OBJETIVO
Reproduce sin cambios las líneas del material de abajo, empezando por la línea que contiene "of the cluster" y siguiendo hasta la última línea del material, ambas incluidas.
::: MATERIAL DE ENTRADA
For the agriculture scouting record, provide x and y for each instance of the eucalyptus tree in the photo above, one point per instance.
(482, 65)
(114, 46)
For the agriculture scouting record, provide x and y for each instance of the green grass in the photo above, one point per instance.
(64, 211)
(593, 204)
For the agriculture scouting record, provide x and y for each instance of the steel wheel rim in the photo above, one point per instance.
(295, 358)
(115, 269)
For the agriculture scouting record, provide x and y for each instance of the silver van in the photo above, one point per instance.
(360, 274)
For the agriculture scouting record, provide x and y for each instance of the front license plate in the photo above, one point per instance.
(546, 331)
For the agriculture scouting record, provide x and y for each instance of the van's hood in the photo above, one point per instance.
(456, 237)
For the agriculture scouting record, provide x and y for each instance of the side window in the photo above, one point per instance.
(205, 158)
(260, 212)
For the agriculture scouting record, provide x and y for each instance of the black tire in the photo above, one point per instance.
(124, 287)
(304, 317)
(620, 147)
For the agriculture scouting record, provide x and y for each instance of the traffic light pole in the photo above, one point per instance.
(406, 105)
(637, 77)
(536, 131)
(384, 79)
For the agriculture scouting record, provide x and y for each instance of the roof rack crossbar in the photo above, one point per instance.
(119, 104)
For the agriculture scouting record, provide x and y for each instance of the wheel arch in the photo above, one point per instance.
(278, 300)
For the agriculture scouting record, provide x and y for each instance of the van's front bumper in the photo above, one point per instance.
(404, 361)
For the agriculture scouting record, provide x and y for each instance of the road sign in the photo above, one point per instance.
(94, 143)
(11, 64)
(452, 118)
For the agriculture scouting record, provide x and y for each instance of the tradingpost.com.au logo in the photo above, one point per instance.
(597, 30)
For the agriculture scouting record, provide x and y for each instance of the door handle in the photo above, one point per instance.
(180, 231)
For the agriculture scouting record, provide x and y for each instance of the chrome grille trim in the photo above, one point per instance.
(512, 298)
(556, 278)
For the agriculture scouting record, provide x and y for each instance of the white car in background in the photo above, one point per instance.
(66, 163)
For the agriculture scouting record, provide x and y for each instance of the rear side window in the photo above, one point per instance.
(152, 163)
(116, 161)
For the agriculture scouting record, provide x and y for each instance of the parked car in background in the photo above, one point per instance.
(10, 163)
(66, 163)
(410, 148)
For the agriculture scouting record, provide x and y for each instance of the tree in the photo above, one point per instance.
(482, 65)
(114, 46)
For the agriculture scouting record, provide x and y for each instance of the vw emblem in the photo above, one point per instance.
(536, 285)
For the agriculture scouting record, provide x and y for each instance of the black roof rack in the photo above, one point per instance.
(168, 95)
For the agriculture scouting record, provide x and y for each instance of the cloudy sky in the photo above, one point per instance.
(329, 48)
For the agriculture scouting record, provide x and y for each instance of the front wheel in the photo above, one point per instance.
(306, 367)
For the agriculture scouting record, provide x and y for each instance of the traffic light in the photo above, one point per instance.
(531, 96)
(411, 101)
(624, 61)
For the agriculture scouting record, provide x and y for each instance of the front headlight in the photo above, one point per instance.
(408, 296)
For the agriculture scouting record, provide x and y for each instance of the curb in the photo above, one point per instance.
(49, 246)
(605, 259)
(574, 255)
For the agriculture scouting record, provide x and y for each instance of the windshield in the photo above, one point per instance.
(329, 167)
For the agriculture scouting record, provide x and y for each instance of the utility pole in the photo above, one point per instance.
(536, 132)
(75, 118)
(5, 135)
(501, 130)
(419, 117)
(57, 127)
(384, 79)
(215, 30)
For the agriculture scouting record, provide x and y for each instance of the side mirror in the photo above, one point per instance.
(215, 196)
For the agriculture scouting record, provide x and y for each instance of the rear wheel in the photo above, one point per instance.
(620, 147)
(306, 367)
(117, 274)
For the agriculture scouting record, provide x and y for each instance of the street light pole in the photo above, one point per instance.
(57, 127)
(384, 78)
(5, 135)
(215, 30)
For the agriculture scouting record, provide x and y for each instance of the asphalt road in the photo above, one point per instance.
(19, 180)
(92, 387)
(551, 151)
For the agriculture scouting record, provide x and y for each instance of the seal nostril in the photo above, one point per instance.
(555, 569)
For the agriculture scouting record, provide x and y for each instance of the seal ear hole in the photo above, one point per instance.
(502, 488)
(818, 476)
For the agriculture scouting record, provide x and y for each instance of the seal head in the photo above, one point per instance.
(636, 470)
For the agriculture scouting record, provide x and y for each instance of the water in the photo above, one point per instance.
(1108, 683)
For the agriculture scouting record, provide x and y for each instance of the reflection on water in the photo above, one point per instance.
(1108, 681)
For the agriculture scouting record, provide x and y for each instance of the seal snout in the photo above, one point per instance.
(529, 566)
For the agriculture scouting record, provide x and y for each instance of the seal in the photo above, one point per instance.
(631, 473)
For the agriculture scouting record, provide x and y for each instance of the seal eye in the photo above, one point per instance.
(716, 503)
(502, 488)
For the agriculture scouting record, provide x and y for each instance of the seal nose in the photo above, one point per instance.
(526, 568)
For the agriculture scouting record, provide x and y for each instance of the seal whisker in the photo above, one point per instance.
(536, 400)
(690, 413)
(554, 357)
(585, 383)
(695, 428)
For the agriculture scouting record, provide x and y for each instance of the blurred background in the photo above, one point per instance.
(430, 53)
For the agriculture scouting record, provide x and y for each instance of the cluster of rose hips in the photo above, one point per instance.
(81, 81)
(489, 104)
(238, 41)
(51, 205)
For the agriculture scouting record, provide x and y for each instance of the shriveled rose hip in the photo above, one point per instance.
::::::
SOLUCIÓN
For the agriculture scouting record, provide x and y for each instance of the cluster of rose hips in the photo above, one point per instance.
(81, 81)
(489, 104)
(238, 41)
(51, 205)
For the agriculture scouting record, provide x and y for each instance of the shriveled rose hip in the photo above, one point per instance.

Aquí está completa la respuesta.